## Your objective
Copy out the mempolicy patch review below in full, character for character.

** begin Reading text **

Again, keep your words if think that it's better.

> diff --git a/drivers/base/node.c b/drivers/base/node.c
> index 0ea653fa3433..f3c01fb90db1 100644
> --- a/drivers/base/node.c
> +++ b/drivers/base/node.c
> @@ -7,6 +7,7 @@
>  #include <linux/init.h>
>  #include <linux/mm.h>
>  #include <linux/memory.h>
> +#include <linux/mempolicy.h>
>  #include <linux/vmstat.h>
>  #include <linux/notifier.h>
>  #include <linux/node.h>
> @@ -214,6 +215,14 @@ void node_set_perf_attrs(unsigned int nid, struct access_coordinate *coord,
>  			break;
>  		}
>  	}
> +
> +	/* When setting CPU access coordinates, update mempolicy */
> +	if (access == ACCESS_COORDINATE_CPU) {
> +		if (mempolicy_set_node_perf(nid, coord)) {
> +			pr_info("failed to set mempolicy attrs for node %d\n",
> +				nid);
> +		}
> +	}
>  }
>  EXPORT_SYMBOL_GPL(node_set_perf_attrs);
>  
> diff --git a/include/linux/mempolicy.h b/include/linux/mempolicy.h
> index ce9885e0178a..78f1299bdd42 100644
> --- a/include/linux/mempolicy.h
> +++ b/include/linux/mempolicy.h
> @@ -11,6 +11,7 @@
>  #include <linux/slab.h>
>  #include <linux/rbtree.h>
>  #include <linux/spinlock.h>
> +#include <linux/node.h>
>  #include <linux/nodemask.h>
>  #include <linux/pagemap.h>
>  #include <uapi/linux/mempolicy.h>
> @@ -56,6 +57,11 @@ struct mempolicy {
>  	} w;
>  };
>  
> +struct weighted_interleave_state {
> +	bool mode_auto;

Just "auto" looks more natural for me.  However, I have no strong
opinion on thist.

** end Reading text **
** begin Material **

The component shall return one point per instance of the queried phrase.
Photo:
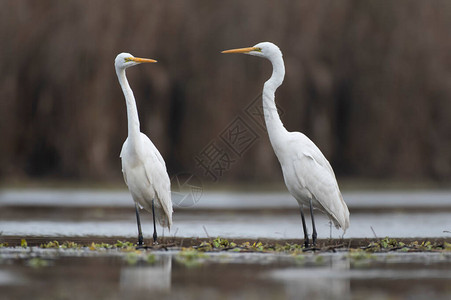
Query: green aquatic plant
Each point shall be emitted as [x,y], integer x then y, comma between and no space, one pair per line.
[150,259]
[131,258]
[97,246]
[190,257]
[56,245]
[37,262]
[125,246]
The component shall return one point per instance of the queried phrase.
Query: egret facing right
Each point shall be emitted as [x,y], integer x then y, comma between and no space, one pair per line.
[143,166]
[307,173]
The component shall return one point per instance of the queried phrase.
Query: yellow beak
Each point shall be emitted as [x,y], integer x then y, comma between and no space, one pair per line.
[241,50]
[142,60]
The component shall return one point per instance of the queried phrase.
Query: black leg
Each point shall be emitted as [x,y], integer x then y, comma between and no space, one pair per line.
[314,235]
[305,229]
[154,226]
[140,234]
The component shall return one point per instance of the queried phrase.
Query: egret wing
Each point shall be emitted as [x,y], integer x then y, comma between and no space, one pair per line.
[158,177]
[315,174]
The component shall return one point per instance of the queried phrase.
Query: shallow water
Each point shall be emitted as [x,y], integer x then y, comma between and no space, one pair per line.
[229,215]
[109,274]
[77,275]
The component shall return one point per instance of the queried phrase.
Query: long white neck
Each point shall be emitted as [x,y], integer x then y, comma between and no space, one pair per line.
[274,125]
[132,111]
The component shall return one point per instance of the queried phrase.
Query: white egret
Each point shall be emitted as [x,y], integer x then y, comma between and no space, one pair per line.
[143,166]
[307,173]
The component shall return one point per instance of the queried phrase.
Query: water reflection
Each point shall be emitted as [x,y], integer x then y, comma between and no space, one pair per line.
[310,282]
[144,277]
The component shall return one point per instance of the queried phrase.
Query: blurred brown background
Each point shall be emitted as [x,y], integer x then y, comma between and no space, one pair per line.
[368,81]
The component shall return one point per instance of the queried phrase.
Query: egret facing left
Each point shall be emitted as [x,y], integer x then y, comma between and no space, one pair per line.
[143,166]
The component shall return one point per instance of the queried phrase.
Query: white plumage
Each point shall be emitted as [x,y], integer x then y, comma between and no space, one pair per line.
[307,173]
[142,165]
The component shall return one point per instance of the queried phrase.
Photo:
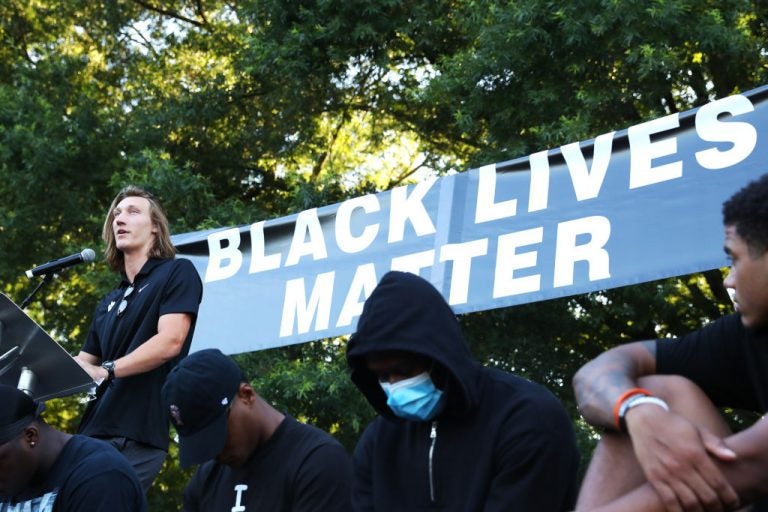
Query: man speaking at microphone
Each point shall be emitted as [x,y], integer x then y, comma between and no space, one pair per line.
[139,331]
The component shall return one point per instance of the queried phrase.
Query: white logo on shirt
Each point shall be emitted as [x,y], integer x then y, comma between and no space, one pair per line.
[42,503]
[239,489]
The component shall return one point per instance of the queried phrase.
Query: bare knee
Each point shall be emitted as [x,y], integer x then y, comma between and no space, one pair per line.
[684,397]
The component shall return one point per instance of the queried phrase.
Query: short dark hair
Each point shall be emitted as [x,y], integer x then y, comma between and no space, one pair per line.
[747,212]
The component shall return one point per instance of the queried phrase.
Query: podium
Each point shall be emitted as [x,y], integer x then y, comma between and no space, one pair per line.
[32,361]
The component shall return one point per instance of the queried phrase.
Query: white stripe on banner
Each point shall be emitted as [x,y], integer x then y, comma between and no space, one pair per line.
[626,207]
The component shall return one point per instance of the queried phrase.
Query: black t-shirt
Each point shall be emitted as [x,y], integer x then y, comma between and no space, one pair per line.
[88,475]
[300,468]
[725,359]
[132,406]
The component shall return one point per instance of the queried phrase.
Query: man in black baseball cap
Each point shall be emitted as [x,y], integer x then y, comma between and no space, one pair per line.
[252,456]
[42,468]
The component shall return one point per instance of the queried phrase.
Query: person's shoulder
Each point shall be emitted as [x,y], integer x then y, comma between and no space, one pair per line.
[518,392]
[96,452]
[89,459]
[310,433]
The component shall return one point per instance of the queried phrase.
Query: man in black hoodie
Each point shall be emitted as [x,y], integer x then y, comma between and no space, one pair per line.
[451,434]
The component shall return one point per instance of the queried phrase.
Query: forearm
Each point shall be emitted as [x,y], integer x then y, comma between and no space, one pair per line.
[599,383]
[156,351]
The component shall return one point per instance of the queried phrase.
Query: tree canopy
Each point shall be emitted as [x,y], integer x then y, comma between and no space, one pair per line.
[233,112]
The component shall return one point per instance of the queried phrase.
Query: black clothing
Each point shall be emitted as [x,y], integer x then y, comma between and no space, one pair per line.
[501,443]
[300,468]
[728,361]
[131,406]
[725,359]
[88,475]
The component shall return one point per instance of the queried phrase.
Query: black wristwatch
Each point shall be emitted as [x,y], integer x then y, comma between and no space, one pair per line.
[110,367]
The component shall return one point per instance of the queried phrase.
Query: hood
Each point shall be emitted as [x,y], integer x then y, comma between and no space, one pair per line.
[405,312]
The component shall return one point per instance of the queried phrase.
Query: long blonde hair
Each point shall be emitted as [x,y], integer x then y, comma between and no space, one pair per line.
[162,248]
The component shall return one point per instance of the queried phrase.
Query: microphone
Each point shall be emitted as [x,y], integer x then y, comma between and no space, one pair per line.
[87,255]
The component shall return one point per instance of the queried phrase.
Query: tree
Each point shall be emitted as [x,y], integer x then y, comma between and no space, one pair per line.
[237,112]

** end Material **
** begin Material **

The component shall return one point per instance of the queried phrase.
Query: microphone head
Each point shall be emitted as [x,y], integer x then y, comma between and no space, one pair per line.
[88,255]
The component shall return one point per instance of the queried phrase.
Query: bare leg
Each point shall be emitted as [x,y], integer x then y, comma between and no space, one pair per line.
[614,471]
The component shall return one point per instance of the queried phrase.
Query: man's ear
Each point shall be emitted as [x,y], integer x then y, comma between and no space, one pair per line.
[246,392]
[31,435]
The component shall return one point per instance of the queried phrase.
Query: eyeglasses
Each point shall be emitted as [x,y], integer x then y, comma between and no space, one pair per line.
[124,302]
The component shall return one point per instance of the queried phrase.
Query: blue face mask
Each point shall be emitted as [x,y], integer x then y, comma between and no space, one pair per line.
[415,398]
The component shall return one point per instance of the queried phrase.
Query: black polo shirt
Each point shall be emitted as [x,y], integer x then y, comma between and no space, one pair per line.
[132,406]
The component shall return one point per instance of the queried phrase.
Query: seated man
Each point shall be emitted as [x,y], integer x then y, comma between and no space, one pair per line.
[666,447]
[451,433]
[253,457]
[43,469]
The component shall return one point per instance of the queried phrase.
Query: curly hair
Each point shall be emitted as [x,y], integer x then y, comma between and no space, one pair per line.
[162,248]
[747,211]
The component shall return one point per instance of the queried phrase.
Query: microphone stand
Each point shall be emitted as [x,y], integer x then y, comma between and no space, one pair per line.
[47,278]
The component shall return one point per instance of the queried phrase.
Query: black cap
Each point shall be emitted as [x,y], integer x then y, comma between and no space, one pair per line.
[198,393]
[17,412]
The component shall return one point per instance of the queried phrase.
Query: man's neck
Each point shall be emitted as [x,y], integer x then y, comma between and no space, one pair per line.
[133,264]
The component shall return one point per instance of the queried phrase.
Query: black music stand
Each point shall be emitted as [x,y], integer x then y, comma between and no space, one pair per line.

** end Material **
** begin Material **

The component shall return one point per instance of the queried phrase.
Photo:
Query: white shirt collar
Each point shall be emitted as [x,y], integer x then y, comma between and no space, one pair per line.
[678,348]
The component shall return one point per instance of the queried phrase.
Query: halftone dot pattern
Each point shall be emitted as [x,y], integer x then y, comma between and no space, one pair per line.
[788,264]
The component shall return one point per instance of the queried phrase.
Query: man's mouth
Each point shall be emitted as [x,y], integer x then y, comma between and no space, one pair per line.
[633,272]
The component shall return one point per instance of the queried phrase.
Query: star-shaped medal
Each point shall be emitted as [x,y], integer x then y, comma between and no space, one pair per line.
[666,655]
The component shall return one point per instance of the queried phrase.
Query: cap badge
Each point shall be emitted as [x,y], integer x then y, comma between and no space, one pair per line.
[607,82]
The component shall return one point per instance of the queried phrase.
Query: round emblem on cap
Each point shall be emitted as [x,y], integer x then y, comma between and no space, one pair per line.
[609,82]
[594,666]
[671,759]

** end Material **

## Expected answer
Again, keep your words if think that it's better.

> diff --git a/drivers/base/node.c b/drivers/base/node.c
> index 0ea653fa3433..f3c01fb90db1 100644
> --- a/drivers/base/node.c
> +++ b/drivers/base/node.c
> @@ -7,6 +7,7 @@
>  #include <linux/init.h>
>  #include <linux/mm.h>
>  #include <linux/memory.h>
> +#include <linux/mempolicy.h>
>  #include <linux/vmstat.h>
>  #include <linux/notifier.h>
>  #include <linux/node.h>
> @@ -214,6 +215,14 @@ void node_set_perf_attrs(unsigned int nid, struct access_coordinate *coord,
>  			break;
>  		}
>  	}
> +
> +	/* When setting CPU access coordinates, update mempolicy */
> +	if (access == ACCESS_COORDINATE_CPU) {
> +		if (mempolicy_set_node_perf(nid, coord)) {
> +			pr_info("failed to set mempolicy attrs for node %d\n",
> +				nid);
> +		}
> +	}
>  }
>  EXPORT_SYMBOL_GPL(node_set_perf_attrs);
>  
> diff --git a/include/linux/mempolicy.h b/include/linux/mempolicy.h
> index ce9885e0178a..78f1299bdd42 100644
> --- a/include/linux/mempolicy.h
> +++ b/include/linux/mempolicy.h
> @@ -11,6 +11,7 @@
>  #include <linux/slab.h>
>  #include <linux/rbtree.h>
>  #include <linux/spinlock.h>
> +#include <linux/node.h>
>  #include <linux/nodemask.h>
>  #include <linux/pagemap.h>
>  #include <uapi/linux/mempolicy.h>
> @@ -56,6 +57,11 @@ struct mempolicy {
>  	} w;
>  };
>  
> +struct weighted_interleave_state {
> +	bool mode_auto;

Just "auto" looks more natural for me.  However, I have no strong
opinion on thist.